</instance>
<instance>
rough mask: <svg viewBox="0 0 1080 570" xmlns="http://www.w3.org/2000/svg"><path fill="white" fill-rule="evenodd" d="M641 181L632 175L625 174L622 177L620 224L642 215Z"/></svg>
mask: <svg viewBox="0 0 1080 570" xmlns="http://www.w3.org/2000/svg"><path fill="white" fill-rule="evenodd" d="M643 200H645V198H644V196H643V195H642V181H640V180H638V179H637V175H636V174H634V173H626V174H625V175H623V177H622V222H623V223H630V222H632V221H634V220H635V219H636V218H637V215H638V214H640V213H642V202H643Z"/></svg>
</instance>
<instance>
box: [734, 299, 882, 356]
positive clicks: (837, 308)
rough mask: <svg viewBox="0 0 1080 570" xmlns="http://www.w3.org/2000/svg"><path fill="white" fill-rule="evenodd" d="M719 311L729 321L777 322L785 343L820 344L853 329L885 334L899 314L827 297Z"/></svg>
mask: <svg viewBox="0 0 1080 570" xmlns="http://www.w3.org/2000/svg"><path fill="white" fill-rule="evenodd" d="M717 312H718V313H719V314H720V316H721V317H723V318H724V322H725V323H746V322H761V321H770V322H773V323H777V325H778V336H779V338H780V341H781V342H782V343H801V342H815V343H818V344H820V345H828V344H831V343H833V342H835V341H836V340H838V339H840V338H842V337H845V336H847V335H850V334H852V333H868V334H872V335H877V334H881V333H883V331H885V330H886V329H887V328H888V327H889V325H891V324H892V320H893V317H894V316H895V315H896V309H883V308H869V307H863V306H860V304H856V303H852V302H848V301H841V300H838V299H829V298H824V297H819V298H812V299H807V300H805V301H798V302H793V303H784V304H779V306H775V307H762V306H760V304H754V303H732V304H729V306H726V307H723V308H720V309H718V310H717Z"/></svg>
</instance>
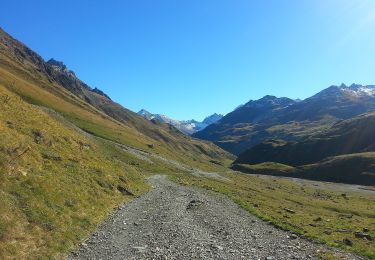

What to do - Set down all of the entries exactly as they appear, but keep the images out.

Answer space -
</instance>
<instance>
rough mask: <svg viewBox="0 0 1080 570" xmlns="http://www.w3.org/2000/svg"><path fill="white" fill-rule="evenodd" d="M641 181L632 175L625 174L622 177L620 224L642 215Z"/></svg>
mask: <svg viewBox="0 0 1080 570" xmlns="http://www.w3.org/2000/svg"><path fill="white" fill-rule="evenodd" d="M643 200H645V198H644V196H643V195H642V181H640V180H638V179H637V175H636V174H634V173H626V174H625V175H623V177H622V222H623V223H630V222H632V221H634V220H635V219H636V218H637V215H638V214H640V213H642V202H643Z"/></svg>
</instance>
<instance>
box: [734, 299, 882, 356]
positive clicks: (837, 308)
rough mask: <svg viewBox="0 0 1080 570" xmlns="http://www.w3.org/2000/svg"><path fill="white" fill-rule="evenodd" d="M719 311L729 321L777 322L785 343L820 344L853 329L885 334L899 314L827 297Z"/></svg>
mask: <svg viewBox="0 0 1080 570" xmlns="http://www.w3.org/2000/svg"><path fill="white" fill-rule="evenodd" d="M717 312H718V313H719V314H720V316H721V317H723V318H724V322H725V323H746V322H761V321H770V322H773V323H777V325H778V336H779V338H780V341H781V342H782V343H801V342H815V343H818V344H820V345H828V344H831V343H833V342H835V341H836V340H838V339H840V338H842V337H845V336H847V335H850V334H852V333H868V334H872V335H877V334H881V333H883V331H885V330H886V329H887V328H888V327H889V325H891V324H892V320H893V317H894V316H895V315H896V309H883V308H869V307H863V306H860V304H856V303H852V302H848V301H841V300H838V299H829V298H824V297H819V298H812V299H807V300H805V301H798V302H793V303H784V304H779V306H775V307H762V306H760V304H754V303H732V304H729V306H726V307H723V308H720V309H718V310H717Z"/></svg>
</instance>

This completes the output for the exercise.